Written exercise a:
Reproduce these records verbatim, starting with the line that contains "of the street" and continuing through the end of the records.

On December 8th, 2024, the Dictator Bashar al-Assad fled Syria, ending his brutal reign of tyranny and the 13 year Syrian Civil War.
Long-time readers and friends alike will recall my intense interest in Syria that has shaped my thinking in many ways, recounted in “From the Vault: My Dream for Syria, 2014 AD!”
As I was going over the news reports of Assad’s Fall and reconnecting with many old friends who shared my interest in the events of the war, I decided to take another look through the old vault…
And found this gem.
I wrote this piece 10-11 years ago. It may have at the end of 2013, or at the beginning of 2014, I don’t recall. For sure it was after my birthday in October, for I had turned 18.
This piece was written to be submitted as an Op-Ed in the Wall Street Journal, my favorite newspaper at the time.
In those pre-social media days (for me at least!), the Wall Street Journal was my go-to morning ritual…you break out the paper, you break out the Frosted Flakes, and you get your day started off right!
Those were days.
I was inspired by a 2013 Foreign Affairs article that recounted how the historian Frederick Kagan and his wife Kimberly Kagan helped General David Petraeus lay the groundwork for the Surge in Iraq, to win the war, and liberate the people from the Jihadi tyranny forever.
So I figured, if I got my Op-Ed in the Wall Street Journal, the big whigs in Washington would read it like they read Kagan, and then the dominoes would fall, and the Good Guys would win, riding off into the sunset…
It didn’t exactly work out that way.
That’s ok, though.
My sentiments remain the same.
I’m older and wiser now, but the Spirit that animates this piece is animating me still.
So without further ado, on this New Year’s Eve, 2024, I give you the piece that wasn’t, published here for the first time…
WHY AN EIGHTEEN YEAR OLD AMERICAN SUPPORTS INTERVENTION
By Richard Barrett II
2014 AD
“‘I pledge allegiance to the flag, of the United States of America,” What do those words mean to you? To me they say ‘Thank you America, for your strength, your courage, and for our freedom, which has been a beacon to the world for 200 years.’”
So said the legendary American icon John Wayne said.
It is with those words in my heart that I write.
When John Wayne spoke them, it was 1979. Stagnation had brought the United States to its worst economic recession since the Great Depression.
Across the world, the threat of Communism loomed menacingly large, a system responsible for millions dead and millions more oppressed.
Americans were divided over the role of their nation in the world, having just come out of Vietnam. In those dark times, John Wayne reminded us who were.
Today, we face a similar situation. Whether it’s the recession that millions of Americans now face daily, or it’s the news of new horrors or atrocities across the globe, America is confused.

Written exercise b:
Decide whether each statement below agrees with the post about Syria. Answer yes or no for each, and quote the words that settle it.
(i) The piece was written to be submitted as an Op-Ed in the Wall Street Journal.
(ii) The author wrote the piece before turning 18.
(iii) John Wayne spoke the quoted words in 1979.

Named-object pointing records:
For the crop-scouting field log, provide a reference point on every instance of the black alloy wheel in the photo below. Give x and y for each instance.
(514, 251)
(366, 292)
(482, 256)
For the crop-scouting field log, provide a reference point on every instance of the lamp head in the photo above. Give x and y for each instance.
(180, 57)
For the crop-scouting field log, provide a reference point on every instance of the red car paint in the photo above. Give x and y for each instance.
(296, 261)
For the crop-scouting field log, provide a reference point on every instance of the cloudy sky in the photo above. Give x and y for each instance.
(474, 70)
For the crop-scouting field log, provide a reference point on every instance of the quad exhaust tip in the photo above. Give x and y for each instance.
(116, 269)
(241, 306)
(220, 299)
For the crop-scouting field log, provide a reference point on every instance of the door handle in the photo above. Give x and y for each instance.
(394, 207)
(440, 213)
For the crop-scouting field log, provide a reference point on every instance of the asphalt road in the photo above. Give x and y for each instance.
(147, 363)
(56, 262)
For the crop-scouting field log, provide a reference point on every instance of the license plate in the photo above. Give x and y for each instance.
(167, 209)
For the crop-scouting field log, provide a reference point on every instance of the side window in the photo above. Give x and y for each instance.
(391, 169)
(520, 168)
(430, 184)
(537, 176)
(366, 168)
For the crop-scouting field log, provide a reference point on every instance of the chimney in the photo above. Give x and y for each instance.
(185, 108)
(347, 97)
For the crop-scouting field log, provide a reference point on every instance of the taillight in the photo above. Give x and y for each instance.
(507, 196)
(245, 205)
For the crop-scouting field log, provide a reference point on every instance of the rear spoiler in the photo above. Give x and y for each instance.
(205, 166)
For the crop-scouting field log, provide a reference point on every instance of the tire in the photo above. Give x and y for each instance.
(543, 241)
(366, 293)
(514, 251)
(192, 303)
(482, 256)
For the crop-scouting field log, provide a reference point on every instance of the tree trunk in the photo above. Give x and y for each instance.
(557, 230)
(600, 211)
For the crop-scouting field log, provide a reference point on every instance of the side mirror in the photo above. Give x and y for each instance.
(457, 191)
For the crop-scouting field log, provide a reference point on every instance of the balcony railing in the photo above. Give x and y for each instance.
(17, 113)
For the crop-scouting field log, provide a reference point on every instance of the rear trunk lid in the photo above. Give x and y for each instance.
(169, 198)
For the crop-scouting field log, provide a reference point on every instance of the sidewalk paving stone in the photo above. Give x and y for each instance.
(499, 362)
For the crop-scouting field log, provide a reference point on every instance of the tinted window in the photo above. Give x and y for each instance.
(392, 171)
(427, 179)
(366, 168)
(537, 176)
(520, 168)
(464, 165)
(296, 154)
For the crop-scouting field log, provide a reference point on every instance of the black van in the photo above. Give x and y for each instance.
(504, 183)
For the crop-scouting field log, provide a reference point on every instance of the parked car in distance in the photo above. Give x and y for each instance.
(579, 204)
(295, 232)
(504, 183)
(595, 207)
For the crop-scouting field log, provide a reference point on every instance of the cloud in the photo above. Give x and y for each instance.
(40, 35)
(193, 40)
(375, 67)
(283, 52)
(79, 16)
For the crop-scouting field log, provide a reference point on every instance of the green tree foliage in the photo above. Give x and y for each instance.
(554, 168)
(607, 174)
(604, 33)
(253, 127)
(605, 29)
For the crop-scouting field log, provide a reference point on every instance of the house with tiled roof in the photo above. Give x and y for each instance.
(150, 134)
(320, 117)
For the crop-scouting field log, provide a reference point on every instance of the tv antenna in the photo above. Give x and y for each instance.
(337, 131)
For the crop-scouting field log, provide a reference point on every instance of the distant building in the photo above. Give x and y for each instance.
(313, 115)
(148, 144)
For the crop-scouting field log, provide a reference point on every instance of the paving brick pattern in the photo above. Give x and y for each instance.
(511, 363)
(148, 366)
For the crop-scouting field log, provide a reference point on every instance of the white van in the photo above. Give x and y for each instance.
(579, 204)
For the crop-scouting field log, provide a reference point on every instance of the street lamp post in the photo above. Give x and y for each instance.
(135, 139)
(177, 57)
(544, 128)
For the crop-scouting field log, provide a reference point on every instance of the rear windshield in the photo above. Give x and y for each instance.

Right answer a:
For the crop-scouting field log, provide a reference point on every instance of the street lamp post in the photo above. Give x and y for each instance.
(135, 139)
(177, 57)
(544, 128)
For the crop-scouting field log, provide a reference point on every instance of the rear windshield in the photo above. Give x and y for each instance.

Right answer b:
(i) Yes: "This piece was written to be submitted as an Op-Ed in the Wall Street Journal"
(ii) No: "For sure it was after my birthday in October, for I had turned 18."
(iii) Yes: "When John Wayne spoke them, it was 1979."